_Your instructions_.
Any images in the material are to be dropped while every line is retyped exactly.
# # #
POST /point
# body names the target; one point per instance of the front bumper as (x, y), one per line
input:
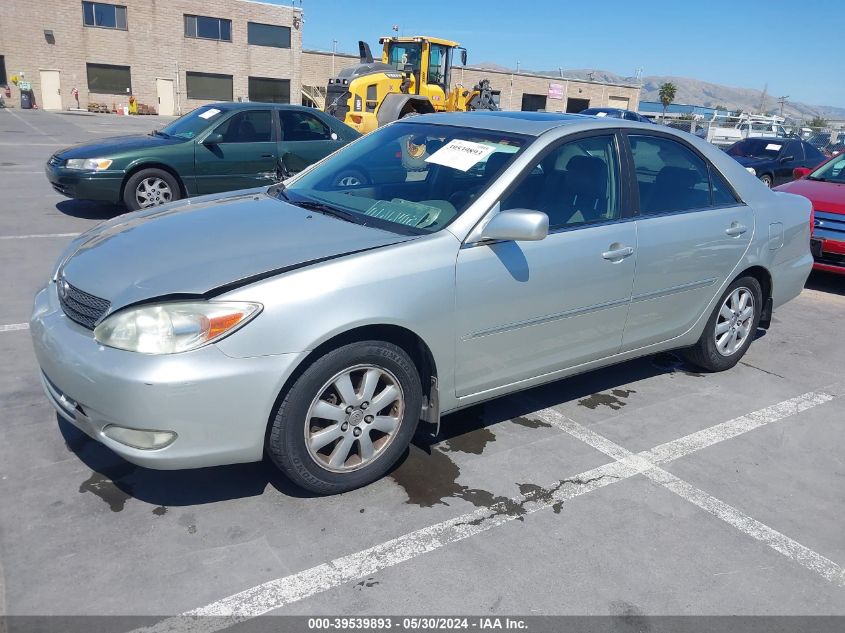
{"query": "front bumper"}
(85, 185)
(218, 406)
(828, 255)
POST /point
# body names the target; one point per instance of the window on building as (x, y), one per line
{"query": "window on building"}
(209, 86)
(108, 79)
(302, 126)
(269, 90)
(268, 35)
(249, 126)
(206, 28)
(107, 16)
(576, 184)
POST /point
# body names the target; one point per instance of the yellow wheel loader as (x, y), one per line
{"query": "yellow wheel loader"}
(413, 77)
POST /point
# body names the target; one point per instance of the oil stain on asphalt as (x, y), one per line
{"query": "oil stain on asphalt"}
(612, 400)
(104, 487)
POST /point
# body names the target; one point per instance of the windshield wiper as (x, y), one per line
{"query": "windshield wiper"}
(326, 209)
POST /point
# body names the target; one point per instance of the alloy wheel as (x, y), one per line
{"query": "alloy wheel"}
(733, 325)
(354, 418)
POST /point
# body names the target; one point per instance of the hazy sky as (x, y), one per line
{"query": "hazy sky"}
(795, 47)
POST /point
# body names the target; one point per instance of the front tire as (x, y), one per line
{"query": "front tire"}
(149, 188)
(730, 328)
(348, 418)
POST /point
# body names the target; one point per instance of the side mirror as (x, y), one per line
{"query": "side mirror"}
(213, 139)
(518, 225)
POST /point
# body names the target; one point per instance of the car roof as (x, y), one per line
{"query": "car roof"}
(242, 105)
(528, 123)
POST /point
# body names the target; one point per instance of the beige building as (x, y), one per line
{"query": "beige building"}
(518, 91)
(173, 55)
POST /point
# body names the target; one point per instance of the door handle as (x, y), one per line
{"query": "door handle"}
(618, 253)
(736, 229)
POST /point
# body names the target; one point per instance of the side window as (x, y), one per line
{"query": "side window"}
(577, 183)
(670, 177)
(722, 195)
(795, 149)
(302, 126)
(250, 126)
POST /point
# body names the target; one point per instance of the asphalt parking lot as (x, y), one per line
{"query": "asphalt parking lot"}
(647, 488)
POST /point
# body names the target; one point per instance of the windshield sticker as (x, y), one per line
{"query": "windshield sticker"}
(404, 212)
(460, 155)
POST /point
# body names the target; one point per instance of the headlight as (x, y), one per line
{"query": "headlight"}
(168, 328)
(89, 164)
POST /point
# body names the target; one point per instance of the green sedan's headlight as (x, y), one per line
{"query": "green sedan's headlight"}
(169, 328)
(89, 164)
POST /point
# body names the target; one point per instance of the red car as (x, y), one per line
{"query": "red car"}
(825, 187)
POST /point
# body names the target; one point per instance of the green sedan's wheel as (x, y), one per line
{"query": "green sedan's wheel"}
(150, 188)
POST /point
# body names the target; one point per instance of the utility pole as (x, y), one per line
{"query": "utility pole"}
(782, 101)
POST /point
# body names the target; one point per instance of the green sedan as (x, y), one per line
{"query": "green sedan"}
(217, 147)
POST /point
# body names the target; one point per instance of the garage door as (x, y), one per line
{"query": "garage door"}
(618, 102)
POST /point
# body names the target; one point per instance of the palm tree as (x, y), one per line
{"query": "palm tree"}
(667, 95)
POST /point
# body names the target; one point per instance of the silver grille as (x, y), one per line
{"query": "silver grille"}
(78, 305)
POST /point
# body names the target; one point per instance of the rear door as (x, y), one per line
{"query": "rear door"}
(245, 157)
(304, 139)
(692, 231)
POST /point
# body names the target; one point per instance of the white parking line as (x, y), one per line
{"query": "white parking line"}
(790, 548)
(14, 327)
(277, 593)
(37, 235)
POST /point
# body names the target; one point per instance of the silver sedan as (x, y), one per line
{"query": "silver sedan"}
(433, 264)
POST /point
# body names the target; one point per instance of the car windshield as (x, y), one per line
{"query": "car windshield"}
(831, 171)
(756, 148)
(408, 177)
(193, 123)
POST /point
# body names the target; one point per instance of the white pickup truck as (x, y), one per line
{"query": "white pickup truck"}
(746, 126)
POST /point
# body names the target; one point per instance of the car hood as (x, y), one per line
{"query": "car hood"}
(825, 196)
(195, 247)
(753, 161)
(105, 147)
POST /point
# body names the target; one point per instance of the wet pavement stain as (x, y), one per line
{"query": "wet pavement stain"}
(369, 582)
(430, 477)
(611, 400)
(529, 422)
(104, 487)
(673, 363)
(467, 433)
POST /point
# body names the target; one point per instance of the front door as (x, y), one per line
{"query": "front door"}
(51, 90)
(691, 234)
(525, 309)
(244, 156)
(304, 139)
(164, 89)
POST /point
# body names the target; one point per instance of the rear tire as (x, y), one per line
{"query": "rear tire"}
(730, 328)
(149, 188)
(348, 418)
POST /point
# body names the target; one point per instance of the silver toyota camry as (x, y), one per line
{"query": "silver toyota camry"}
# # #
_Answer box_.
POST /point
# body names the target; one point per instance of the front bumper as (x, y), one per line
input:
{"query": "front bumper"}
(85, 185)
(218, 406)
(828, 255)
POST /point
# body names the target; one point per instance of the window on building as (x, y), one per line
{"query": "window on building"}
(209, 86)
(108, 79)
(302, 126)
(269, 90)
(268, 35)
(249, 126)
(206, 28)
(107, 16)
(576, 184)
POST /point
# body names the target; one point per instance of the yellow wheel loader as (x, y), one per line
{"query": "yellow wheel loader"}
(413, 77)
POST /point
# body names the target; one point per instance of the oil stain on asphalt as (x, y), one per line
{"query": "oil stain on asphalt"}
(612, 400)
(104, 487)
POST /point
# body names the target; one point per instance of the windshield wiper as (x, y), one per line
{"query": "windshield wiper"}
(326, 209)
POST /point
# body names the target; one point per instance of the alloy wheel as (x, y), one per line
{"query": "alloy wheel"}
(733, 325)
(354, 418)
POST /point
# body names the target; one point per instance of the hazy sky as (x, y), one per line
{"query": "hazy sky"}
(795, 47)
POST /point
# body names the target; one point per instance of the front tire as (x, y), one per line
{"query": "front tire"}
(149, 188)
(730, 328)
(348, 418)
POST /point
# body names the target; one point per instance of the side mirror as (x, y), one per line
{"query": "side mirror"}
(213, 139)
(518, 225)
POST /point
# body names the target; one point per instance of the car roof as (x, y), one per line
{"query": "car roof"}
(242, 105)
(528, 123)
POST /point
# body names the target; one point per instance of the beige building as (x, y), one per line
{"query": "beige building"}
(518, 91)
(173, 55)
POST /point
# body names the target; one point per instance of the door handle as (x, y), one per line
{"query": "door handle"}
(618, 253)
(736, 229)
POST /point
# body names the target; one point per instance of the side window as (x, y), one per line
{"query": "side window"}
(577, 183)
(670, 177)
(722, 195)
(795, 149)
(302, 126)
(250, 126)
POST /point
# body names the target; one point per instance of the asphalt parking lot as (x, y), one per line
{"query": "asphalt parking lot"}
(647, 488)
POST /point
# body names the target; one point per instance of the windshield sticker as (x, y), one per line
{"query": "windshield sticker"}
(404, 212)
(460, 155)
POST /point
# body names the target; one point per instance of the headlight as (x, y), one per line
{"query": "headlight"}
(168, 328)
(89, 164)
POST /point
# body names the target; one point per instance of the green sedan's headlight as (x, y), one per line
{"query": "green sedan's headlight"}
(169, 328)
(89, 164)
POST /point
# body names the target; one point per instance of the red car as (x, y), one per line
{"query": "red car"}
(825, 187)
POST /point
# body names the target; one point per instance of the green sedan's wheel as (x, y), one per line
{"query": "green sedan's wheel"}
(150, 188)
POST /point
# body names the target; one point per instance of the utility pole as (x, y), one per line
{"query": "utility pole"}
(782, 101)
POST /point
# body names the target; one point per instance of the green sedan as (x, y), one per line
{"query": "green sedan"}
(217, 147)
POST /point
# body names the target; one point per instance of the garage door as (x, y), one per line
{"query": "garage door"}
(618, 102)
POST /point
# body names the target; one point per instance of the palm tree as (x, y), one per line
{"query": "palm tree"}
(667, 95)
POST /point
# body names the target; one point per instance of the silver grille as (x, y), one per line
{"query": "silver grille"}
(78, 305)
POST /point
# body names the target; one point per instance of the rear door as (x, y), one per line
{"query": "rear door"}
(245, 157)
(304, 139)
(692, 231)
POST /point
# body names the target; one point per instance of the white parking line as (x, y), one per line
{"query": "white parking line"}
(790, 548)
(14, 327)
(277, 593)
(37, 235)
POST /point
# body names the target; one point per instance of the silver sedan as (x, y), one per line
{"query": "silver sedan"}
(433, 264)
POST /point
# body names the target; one point per instance of the car windshield as (x, y), one per line
{"query": "car windshield"}
(831, 171)
(756, 148)
(408, 177)
(193, 123)
POST /point
# body names the target; one point per instance of the white pickup truck as (x, y), one per line
{"query": "white pickup truck"}
(746, 126)
POST /point
# body names the target; one point per instance of the car hood as (x, y), one per line
{"query": "car hood"}
(825, 196)
(195, 247)
(753, 161)
(105, 147)
POST /point
# body names the target; one point per instance of the wet pavement stain as (x, y), one per line
{"query": "wet pavement stain"}
(369, 582)
(430, 477)
(611, 400)
(529, 422)
(104, 487)
(673, 363)
(467, 433)
POST /point
# body names the target; one point per instance of the front door as (x, y), one per line
{"query": "front door"}
(51, 90)
(691, 234)
(525, 309)
(244, 156)
(304, 139)
(164, 89)
POST /point
# body names the target; one point per instance of the rear tire as (x, y), one per line
{"query": "rear tire"}
(730, 328)
(149, 188)
(348, 418)
POST /point
# body names the target; one point per instance of the silver toyota camry as (x, y), one per line
{"query": "silver toyota camry"}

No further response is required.